- What you need to do
Output as a JSON list of strings, one string per line, the lines from the one with "Locate the rock crevice, then" up to and including the one with "[[491, 861]]", with blank lines and pictures left out.

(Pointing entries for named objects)
•••
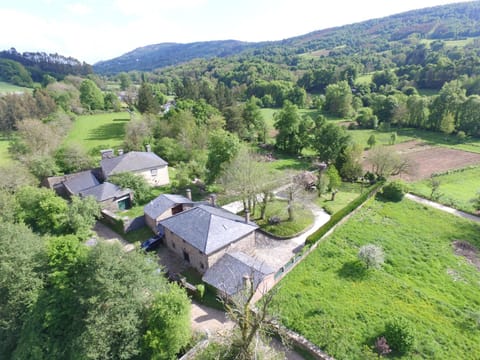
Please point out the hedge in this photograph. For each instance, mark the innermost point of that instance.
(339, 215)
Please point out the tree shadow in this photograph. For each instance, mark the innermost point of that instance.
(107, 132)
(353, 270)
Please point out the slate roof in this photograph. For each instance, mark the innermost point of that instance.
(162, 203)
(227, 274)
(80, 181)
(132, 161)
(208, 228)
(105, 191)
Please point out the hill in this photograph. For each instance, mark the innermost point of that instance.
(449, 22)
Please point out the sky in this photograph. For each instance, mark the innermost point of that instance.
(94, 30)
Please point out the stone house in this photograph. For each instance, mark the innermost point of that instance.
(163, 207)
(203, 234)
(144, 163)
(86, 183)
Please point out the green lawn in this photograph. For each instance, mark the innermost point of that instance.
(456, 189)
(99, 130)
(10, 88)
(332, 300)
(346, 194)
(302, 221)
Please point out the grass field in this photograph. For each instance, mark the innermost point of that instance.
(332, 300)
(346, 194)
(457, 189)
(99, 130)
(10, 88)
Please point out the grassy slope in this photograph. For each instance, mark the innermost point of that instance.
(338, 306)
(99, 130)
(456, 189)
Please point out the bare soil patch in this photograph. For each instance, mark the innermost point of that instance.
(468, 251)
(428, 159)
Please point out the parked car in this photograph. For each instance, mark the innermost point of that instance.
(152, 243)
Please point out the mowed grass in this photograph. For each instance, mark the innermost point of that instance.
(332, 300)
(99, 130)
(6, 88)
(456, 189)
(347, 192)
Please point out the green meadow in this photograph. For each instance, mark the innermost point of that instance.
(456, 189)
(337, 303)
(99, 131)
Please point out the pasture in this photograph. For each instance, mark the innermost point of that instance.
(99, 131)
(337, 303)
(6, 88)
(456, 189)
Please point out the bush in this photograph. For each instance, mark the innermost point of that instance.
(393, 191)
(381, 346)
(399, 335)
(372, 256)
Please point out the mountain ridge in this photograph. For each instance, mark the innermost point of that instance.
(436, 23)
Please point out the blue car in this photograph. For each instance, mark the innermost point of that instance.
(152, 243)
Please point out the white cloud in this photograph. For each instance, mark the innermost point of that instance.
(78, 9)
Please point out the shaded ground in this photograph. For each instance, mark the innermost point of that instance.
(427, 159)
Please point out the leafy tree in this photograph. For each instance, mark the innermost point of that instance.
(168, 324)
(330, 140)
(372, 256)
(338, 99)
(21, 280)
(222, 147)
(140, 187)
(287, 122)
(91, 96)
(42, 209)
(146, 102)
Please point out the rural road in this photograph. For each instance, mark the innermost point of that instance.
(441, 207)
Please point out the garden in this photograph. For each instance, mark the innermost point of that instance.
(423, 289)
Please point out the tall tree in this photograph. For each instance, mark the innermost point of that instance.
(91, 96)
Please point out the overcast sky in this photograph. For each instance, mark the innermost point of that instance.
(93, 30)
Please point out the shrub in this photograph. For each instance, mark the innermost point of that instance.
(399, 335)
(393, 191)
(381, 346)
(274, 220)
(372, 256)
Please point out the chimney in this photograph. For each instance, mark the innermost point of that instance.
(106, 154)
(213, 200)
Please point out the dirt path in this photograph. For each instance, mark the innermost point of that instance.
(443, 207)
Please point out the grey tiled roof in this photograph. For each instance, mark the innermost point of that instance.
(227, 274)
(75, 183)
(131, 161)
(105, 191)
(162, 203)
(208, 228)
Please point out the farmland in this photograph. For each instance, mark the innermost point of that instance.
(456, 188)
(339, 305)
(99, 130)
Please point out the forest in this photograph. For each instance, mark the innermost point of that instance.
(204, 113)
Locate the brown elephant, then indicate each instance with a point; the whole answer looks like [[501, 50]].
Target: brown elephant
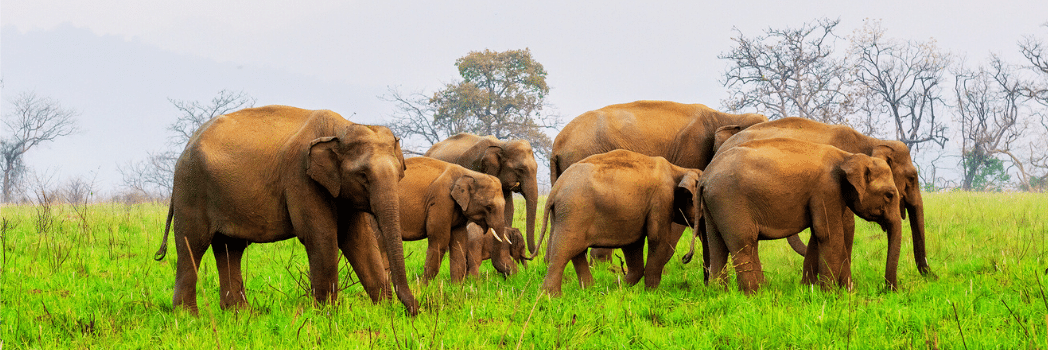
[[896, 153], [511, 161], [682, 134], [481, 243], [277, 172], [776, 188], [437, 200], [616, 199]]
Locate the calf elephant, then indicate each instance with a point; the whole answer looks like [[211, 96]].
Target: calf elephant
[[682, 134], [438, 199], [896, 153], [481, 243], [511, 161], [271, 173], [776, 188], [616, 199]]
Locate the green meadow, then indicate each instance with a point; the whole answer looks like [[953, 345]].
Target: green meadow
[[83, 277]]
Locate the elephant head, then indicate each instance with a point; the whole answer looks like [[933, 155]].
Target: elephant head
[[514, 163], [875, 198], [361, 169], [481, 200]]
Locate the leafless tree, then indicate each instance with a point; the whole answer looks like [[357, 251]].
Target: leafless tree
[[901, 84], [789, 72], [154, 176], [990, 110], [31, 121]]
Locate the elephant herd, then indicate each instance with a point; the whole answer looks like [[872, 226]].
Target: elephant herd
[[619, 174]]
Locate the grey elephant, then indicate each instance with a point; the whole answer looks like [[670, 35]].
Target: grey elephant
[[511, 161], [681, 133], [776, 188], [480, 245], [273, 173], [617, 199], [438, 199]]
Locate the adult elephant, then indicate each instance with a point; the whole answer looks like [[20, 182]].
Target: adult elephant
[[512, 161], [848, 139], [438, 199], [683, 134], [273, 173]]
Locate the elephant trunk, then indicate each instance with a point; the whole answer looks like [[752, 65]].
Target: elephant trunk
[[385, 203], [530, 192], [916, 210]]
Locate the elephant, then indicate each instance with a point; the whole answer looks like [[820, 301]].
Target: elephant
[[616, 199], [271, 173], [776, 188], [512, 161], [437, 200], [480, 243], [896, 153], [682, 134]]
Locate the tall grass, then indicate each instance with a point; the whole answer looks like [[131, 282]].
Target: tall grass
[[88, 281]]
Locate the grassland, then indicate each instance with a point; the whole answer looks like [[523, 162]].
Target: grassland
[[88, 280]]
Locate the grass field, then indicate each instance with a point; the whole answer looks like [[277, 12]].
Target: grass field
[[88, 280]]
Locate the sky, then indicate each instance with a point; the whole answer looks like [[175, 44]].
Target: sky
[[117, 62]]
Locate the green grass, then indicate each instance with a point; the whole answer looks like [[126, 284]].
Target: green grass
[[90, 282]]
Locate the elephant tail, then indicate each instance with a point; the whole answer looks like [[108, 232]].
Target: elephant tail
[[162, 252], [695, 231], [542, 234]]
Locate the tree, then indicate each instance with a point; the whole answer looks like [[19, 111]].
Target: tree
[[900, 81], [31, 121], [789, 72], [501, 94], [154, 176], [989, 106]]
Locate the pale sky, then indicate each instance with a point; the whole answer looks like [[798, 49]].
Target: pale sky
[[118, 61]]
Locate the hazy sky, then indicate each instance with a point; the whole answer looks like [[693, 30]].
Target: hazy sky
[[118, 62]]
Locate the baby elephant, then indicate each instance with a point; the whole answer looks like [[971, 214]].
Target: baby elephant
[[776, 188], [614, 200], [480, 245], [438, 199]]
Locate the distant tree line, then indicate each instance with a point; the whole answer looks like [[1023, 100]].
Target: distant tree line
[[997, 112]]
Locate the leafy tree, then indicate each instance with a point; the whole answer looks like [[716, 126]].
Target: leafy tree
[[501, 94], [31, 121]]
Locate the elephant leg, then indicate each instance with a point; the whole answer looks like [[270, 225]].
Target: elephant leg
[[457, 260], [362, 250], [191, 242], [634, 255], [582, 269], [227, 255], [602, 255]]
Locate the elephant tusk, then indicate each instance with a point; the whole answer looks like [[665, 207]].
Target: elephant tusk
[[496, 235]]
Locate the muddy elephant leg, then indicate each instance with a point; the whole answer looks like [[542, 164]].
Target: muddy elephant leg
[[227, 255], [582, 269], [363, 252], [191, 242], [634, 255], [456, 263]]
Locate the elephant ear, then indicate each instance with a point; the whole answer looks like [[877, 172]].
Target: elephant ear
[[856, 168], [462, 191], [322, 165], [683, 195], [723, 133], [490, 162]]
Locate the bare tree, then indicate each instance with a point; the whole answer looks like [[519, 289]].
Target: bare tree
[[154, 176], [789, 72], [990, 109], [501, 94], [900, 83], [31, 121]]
•••
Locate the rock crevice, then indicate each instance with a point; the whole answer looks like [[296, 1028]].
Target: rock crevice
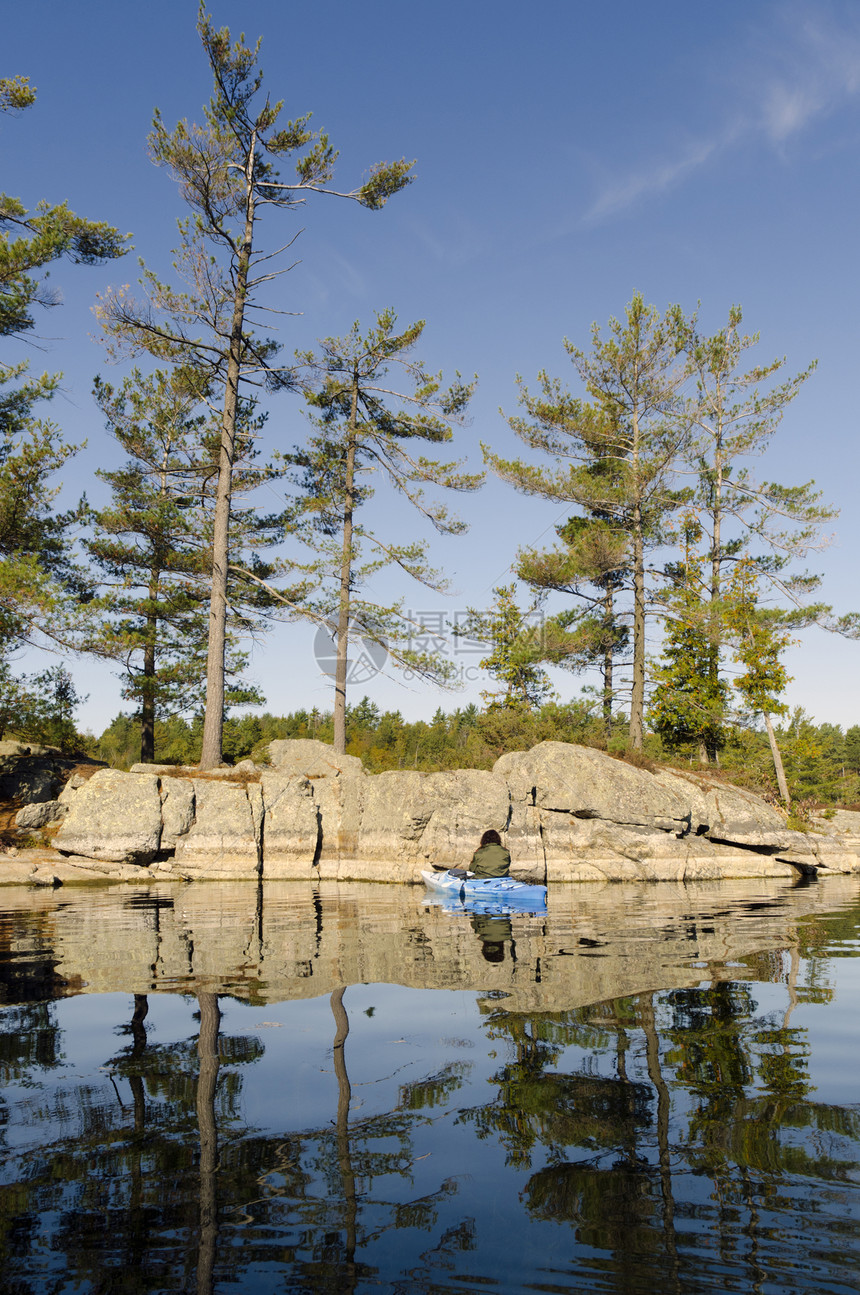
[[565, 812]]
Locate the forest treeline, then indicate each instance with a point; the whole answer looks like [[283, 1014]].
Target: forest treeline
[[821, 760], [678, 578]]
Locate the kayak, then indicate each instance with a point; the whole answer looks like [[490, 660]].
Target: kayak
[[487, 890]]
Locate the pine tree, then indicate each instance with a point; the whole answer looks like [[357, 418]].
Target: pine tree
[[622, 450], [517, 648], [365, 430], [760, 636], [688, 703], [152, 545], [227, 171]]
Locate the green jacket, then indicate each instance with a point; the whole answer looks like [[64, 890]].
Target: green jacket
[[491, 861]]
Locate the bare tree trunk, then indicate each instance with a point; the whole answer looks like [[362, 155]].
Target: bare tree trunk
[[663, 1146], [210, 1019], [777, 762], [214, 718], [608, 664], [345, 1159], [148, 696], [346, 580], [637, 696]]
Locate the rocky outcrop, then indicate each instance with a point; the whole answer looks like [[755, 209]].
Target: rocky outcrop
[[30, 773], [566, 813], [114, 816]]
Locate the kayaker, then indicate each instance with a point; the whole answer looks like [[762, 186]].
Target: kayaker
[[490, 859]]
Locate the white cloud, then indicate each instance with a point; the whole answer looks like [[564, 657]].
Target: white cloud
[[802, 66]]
•••
- Solved problem
[
  "Locate the rock crevice, then indicate each instance with a point; the whole answer looks like [[296, 1028]].",
  "Target: rock crevice",
  "[[565, 812]]",
  "Locate the forest treeline, then indicate each instance with a point; the whole answer looks like [[283, 1014]].",
  "Target: forest treeline",
  "[[821, 760], [678, 578]]",
  "Locate the kayak, then indicate each instance with a point; the whole answer looks like [[490, 660]].",
  "Target: kayak",
  "[[487, 890]]",
  "Locate the pine tree, then indicate each instance with a point; the whole answer looks like [[357, 418]].",
  "Target: pine tree",
  "[[622, 450], [517, 648], [365, 430], [760, 636], [688, 703], [152, 545], [227, 171]]",
  "Locate the green jacket, then indicate each instance with a point; the whole answer looks like [[64, 890]].",
  "Target: green jacket",
  "[[491, 861]]"
]